Records contained in a dataset
● ● ● ● ● ● ●

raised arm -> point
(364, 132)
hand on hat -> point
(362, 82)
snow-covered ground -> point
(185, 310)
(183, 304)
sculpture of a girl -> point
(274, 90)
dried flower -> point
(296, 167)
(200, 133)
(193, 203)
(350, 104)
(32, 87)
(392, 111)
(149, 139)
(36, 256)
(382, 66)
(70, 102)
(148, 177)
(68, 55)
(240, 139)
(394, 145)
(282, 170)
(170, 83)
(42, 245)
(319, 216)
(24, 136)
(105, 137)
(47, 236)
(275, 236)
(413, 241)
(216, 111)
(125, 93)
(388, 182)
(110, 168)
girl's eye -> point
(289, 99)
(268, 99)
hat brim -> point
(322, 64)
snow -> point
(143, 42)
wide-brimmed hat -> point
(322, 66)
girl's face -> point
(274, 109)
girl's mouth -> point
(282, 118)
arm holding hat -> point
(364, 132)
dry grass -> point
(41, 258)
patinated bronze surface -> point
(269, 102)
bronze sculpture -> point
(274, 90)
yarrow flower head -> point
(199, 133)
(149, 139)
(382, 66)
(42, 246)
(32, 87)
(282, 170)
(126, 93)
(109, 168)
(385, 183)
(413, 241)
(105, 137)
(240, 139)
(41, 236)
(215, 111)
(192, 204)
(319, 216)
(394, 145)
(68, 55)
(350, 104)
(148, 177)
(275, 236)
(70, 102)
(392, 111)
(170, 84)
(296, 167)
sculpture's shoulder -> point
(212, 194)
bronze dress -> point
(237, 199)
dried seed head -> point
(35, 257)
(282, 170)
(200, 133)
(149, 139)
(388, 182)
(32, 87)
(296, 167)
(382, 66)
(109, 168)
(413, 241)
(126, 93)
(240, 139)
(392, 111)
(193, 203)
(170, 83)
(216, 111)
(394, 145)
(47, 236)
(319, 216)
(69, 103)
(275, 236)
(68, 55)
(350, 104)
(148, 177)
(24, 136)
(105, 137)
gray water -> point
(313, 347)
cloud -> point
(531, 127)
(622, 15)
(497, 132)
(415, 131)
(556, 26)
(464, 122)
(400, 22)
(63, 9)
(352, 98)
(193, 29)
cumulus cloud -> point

● ● ● ● ● ● ●

▸ What you should do
Having looked over the entries above, reproduce all of them exactly.

▸ Result below
raised arm -> point
(364, 132)
hand on hat -> point
(362, 82)
snow-covered ground -> point
(185, 310)
(183, 304)
sculpture of a girl -> point
(274, 90)
dried flower -> point
(296, 167)
(200, 133)
(193, 203)
(350, 104)
(32, 87)
(392, 111)
(149, 139)
(36, 256)
(382, 66)
(70, 102)
(148, 177)
(68, 55)
(240, 139)
(394, 145)
(282, 170)
(170, 83)
(42, 245)
(319, 216)
(24, 136)
(105, 137)
(47, 236)
(275, 236)
(413, 241)
(216, 111)
(125, 93)
(388, 182)
(110, 168)
girl's eye -> point
(289, 99)
(268, 99)
hat brim -> point
(322, 64)
snow -> point
(143, 42)
wide-brimmed hat -> point
(322, 66)
girl's face -> point
(274, 109)
girl's mouth -> point
(282, 118)
arm holding hat -> point
(364, 132)
dry grass -> point
(41, 258)
patinated bronze surface -> point
(269, 102)
bronze sculpture -> point
(274, 90)
yarrow flower head -> point
(199, 133)
(149, 139)
(382, 66)
(42, 246)
(32, 87)
(282, 170)
(126, 93)
(109, 168)
(385, 183)
(413, 241)
(105, 137)
(240, 139)
(41, 236)
(215, 111)
(192, 204)
(319, 216)
(394, 145)
(68, 55)
(350, 104)
(148, 177)
(275, 236)
(70, 102)
(392, 111)
(170, 84)
(296, 167)
sculpture's shoulder -> point
(212, 194)
bronze dress -> point
(237, 199)
dried seed head -> point
(35, 257)
(282, 170)
(200, 133)
(149, 139)
(388, 182)
(32, 87)
(296, 167)
(382, 66)
(109, 168)
(413, 241)
(126, 93)
(240, 139)
(392, 111)
(193, 203)
(170, 83)
(216, 111)
(394, 145)
(47, 236)
(319, 216)
(69, 103)
(275, 236)
(68, 55)
(350, 104)
(148, 177)
(24, 136)
(105, 137)
gray water -> point
(313, 347)
cloud -> point
(531, 127)
(622, 15)
(497, 132)
(415, 131)
(556, 26)
(464, 122)
(400, 22)
(63, 9)
(352, 98)
(193, 29)
cumulus cloud -> point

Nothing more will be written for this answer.